SET EXERCISE: Reproduce the lines of the listing below from the line containing "Task: for the roadway count, mark the woman's dark" through the end of the listing, both ends included.
═════ EXTRACTED RECORDS
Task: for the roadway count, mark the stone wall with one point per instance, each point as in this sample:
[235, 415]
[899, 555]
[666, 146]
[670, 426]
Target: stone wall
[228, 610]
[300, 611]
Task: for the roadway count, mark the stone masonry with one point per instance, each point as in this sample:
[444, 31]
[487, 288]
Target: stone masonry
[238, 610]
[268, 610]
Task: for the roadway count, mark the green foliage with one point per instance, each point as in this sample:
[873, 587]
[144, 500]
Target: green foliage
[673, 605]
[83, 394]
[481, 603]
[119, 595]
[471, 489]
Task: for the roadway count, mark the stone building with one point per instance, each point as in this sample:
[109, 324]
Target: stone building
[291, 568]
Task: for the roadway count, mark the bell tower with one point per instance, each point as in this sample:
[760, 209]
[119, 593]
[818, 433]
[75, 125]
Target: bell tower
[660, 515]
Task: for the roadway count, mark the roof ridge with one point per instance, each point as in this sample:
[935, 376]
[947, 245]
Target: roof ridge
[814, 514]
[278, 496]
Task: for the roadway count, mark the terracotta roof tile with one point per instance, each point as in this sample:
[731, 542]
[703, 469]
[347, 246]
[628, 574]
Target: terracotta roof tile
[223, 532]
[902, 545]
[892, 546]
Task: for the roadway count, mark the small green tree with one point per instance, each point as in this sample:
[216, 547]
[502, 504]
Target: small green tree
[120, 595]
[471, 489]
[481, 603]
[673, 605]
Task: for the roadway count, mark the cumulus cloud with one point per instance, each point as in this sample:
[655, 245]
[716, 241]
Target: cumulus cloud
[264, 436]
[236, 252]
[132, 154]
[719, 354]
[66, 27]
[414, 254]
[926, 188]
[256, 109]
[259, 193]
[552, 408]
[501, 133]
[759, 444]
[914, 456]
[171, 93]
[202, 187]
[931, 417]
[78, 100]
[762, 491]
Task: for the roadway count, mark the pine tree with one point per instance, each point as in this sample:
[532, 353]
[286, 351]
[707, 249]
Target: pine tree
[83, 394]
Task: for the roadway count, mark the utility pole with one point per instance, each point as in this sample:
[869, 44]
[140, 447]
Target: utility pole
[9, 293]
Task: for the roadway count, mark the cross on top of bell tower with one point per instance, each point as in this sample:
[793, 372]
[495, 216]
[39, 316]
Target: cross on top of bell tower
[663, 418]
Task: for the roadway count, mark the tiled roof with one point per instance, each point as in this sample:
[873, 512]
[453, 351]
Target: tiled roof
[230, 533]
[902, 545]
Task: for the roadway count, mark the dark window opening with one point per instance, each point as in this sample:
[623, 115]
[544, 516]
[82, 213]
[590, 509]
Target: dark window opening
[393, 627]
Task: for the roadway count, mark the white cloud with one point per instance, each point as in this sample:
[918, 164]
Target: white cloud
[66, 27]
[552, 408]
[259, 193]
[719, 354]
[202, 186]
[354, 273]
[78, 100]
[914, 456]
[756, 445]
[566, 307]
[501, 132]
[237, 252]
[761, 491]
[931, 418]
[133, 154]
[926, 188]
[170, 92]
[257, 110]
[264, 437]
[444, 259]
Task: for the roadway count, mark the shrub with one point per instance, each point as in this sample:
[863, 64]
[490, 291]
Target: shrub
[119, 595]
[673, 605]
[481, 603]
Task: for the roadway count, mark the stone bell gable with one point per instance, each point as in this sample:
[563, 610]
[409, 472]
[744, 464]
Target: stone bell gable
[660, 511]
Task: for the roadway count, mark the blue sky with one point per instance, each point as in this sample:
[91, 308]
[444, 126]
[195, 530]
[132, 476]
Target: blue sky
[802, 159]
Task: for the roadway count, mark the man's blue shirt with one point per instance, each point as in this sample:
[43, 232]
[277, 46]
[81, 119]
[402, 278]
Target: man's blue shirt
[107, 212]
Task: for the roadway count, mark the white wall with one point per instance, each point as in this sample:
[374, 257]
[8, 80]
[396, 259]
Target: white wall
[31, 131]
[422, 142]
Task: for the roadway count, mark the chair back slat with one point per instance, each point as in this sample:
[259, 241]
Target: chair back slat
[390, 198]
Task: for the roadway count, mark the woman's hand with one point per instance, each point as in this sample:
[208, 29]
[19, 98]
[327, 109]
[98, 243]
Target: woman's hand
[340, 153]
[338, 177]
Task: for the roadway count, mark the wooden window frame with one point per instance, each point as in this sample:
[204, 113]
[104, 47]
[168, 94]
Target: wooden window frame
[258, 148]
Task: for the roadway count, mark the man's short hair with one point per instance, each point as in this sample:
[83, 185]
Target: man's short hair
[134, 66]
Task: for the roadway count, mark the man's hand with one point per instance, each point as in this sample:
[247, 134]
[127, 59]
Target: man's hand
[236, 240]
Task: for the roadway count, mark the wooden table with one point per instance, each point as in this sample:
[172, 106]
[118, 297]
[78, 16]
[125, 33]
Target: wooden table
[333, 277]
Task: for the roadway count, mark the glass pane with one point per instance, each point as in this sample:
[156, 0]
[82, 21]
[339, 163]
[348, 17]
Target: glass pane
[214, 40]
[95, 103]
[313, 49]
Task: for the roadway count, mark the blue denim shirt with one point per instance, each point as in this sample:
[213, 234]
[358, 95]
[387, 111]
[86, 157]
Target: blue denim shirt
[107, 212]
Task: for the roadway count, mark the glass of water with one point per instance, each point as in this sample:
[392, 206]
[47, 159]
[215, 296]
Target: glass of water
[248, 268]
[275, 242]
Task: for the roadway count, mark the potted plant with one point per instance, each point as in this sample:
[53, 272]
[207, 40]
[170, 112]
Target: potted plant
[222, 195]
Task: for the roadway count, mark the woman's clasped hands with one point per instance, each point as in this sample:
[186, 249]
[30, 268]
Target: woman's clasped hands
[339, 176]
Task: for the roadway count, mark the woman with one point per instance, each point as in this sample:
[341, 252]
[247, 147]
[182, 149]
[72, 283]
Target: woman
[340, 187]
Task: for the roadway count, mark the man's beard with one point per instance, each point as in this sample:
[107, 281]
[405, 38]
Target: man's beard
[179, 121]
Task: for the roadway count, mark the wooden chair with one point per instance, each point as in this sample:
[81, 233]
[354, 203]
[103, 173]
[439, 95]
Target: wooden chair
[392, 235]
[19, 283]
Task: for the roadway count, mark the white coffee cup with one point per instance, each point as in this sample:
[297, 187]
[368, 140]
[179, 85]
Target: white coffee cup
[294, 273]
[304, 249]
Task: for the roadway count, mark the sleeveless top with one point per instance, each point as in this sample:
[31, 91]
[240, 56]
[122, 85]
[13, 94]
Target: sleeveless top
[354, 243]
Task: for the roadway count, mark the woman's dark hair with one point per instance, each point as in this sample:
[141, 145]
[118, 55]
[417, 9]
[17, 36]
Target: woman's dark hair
══════════
ANSWER TO THE PROBLEM:
Task: for the roadway count, mark the woman's dark hair with one point per instance, each point as in this sample:
[141, 145]
[118, 55]
[417, 9]
[17, 36]
Target: woman's dark hair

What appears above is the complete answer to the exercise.